Records
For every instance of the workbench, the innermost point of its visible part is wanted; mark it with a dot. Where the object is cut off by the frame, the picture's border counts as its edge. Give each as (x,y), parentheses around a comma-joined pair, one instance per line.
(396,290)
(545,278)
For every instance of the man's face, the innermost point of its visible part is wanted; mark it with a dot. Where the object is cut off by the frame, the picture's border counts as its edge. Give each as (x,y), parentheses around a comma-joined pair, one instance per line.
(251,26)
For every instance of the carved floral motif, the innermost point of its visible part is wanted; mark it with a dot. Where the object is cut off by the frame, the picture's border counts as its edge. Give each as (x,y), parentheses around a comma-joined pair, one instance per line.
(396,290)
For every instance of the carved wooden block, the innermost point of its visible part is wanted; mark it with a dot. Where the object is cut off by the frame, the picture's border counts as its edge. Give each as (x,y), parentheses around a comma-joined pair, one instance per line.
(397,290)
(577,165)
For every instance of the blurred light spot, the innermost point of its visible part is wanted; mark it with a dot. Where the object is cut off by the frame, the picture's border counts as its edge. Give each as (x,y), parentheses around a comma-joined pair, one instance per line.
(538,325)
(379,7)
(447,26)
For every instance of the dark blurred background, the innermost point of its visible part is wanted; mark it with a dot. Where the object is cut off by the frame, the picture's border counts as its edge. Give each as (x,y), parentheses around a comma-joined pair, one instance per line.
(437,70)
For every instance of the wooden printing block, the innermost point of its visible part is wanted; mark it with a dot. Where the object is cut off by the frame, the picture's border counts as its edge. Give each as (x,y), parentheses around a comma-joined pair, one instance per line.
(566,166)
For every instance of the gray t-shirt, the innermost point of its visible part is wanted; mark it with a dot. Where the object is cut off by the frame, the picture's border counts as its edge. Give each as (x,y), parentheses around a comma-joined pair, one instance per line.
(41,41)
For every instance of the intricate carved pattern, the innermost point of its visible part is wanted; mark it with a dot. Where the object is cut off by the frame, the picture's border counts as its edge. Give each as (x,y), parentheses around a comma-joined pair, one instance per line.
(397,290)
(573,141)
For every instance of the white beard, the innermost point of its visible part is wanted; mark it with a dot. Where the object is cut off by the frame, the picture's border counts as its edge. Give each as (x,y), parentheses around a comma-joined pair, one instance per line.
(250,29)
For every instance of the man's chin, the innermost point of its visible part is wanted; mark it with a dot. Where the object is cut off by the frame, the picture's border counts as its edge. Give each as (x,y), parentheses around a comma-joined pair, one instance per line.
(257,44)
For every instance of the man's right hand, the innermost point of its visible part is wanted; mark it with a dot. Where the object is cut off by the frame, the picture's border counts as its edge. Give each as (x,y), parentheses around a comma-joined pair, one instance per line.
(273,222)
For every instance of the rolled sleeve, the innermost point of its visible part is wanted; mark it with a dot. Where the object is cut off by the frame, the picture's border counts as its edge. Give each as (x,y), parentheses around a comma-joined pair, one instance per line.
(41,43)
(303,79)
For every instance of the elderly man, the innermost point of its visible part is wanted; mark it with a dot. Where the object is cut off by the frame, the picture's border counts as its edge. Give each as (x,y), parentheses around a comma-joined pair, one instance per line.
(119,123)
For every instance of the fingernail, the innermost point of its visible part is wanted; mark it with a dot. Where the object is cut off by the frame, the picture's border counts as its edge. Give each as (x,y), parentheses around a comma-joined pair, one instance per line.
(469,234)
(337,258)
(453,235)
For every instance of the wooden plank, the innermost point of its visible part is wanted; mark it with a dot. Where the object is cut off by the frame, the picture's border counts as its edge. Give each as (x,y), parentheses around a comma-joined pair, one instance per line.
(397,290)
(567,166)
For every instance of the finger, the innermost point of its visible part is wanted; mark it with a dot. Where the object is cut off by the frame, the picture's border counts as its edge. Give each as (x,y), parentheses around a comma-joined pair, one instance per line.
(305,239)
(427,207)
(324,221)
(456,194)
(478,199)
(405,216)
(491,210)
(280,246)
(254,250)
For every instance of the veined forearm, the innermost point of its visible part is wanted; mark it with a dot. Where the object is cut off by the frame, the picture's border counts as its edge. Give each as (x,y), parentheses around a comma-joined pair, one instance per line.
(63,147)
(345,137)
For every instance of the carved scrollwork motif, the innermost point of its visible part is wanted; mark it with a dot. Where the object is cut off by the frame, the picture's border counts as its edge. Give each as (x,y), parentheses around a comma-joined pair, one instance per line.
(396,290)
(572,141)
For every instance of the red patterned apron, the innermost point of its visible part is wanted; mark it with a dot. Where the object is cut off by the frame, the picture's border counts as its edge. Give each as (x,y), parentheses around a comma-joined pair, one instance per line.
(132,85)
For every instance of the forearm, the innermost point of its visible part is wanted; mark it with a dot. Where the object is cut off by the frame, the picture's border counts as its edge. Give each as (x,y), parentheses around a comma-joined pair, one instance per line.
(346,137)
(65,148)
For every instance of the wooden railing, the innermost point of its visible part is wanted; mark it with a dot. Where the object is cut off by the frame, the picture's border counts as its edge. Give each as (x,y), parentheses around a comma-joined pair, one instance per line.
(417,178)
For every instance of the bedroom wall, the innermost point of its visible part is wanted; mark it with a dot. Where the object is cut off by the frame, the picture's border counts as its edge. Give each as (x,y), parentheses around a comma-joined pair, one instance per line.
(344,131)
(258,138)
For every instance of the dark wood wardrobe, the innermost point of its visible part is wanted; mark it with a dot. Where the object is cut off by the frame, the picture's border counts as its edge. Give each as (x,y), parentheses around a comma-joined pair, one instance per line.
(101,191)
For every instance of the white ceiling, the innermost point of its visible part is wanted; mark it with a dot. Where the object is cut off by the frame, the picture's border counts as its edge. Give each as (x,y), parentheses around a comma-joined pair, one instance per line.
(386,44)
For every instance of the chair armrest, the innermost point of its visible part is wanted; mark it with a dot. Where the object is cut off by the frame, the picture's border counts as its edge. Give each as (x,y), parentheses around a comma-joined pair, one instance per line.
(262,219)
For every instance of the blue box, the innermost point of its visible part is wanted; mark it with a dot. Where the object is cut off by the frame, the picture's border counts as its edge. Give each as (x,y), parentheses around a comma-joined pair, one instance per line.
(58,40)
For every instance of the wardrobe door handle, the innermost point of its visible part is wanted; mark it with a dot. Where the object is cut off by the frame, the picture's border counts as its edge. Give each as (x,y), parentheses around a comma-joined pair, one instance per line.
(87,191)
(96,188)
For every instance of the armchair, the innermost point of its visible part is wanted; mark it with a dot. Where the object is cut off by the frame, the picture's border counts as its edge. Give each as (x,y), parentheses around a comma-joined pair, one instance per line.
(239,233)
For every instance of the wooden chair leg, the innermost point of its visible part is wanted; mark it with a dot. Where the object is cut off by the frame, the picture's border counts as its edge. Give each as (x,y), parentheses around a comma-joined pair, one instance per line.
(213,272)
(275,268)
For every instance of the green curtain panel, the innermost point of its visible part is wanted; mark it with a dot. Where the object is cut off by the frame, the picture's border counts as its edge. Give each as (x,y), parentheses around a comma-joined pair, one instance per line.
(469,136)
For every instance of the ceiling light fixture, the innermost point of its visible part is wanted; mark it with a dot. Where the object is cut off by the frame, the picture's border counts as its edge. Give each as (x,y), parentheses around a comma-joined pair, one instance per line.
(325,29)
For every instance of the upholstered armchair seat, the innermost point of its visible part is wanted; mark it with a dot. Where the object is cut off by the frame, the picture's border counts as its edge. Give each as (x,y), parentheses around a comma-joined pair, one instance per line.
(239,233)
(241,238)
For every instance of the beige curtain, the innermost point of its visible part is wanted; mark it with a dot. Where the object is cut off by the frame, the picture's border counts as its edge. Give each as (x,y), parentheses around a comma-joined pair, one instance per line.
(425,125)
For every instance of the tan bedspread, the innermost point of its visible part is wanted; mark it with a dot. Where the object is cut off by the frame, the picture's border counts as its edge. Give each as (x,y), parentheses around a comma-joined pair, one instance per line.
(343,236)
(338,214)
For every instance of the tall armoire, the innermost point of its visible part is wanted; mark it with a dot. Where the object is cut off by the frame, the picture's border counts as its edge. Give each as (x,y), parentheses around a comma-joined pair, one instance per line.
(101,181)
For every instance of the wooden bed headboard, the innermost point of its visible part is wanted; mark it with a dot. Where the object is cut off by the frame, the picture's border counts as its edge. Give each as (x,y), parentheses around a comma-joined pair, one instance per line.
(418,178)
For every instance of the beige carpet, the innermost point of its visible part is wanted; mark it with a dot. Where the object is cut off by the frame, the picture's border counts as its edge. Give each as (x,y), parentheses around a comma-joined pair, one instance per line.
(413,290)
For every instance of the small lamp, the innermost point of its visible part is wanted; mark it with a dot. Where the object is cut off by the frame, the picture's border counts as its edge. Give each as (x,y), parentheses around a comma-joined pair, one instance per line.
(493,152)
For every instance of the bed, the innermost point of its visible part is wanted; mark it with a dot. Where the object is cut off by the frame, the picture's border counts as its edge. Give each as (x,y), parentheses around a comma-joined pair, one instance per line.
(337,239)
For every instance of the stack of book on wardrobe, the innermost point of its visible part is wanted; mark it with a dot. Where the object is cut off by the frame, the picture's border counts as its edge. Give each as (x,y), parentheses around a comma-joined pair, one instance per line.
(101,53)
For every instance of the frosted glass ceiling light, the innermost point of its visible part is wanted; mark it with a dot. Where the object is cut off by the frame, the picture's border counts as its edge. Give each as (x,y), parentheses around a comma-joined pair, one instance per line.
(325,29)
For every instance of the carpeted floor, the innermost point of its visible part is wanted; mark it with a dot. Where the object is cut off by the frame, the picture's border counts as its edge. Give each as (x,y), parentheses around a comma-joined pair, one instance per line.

Given instruction:
Rewrite the stretch from the line that contains "For every instance of the bed, the" through the end of the items, putting "most central" wherever "innermost" appears and changing nothing else.

Result:
For every instance of the bed, the most central point of its visible part is wanted; mark it with a dot. Where the object is cut off by the frame, the picture's border counts as its edge. Give each as (x,y), parentheses around a comma-joined pair, one instance per line.
(337,239)
For every instance of the stack of book on wardrobe, the most central point of its visible part is wanted; mark it with a dot. Where the object is cut off by the frame, the picture's border counts as its edge. Give each as (x,y), parentheses around a comma-joined pair, one instance per line.
(101,53)
For every instance of the frosted glass ceiling light, the most central point of its visible part is wanted; mark it with a dot. Where the object is cut off by the frame, the picture's border counts as its edge. Give each as (x,y), parentheses around a comma-joined pair, one instance per line.
(325,29)
For every instance of the carpeted floor, the most central point of its visible part is wanted; mark it with a dot. Where the object is cut off by the frame, the picture's border counts as its edge. Give each as (x,y), parentheses around a comma-joined pair, one instance per line.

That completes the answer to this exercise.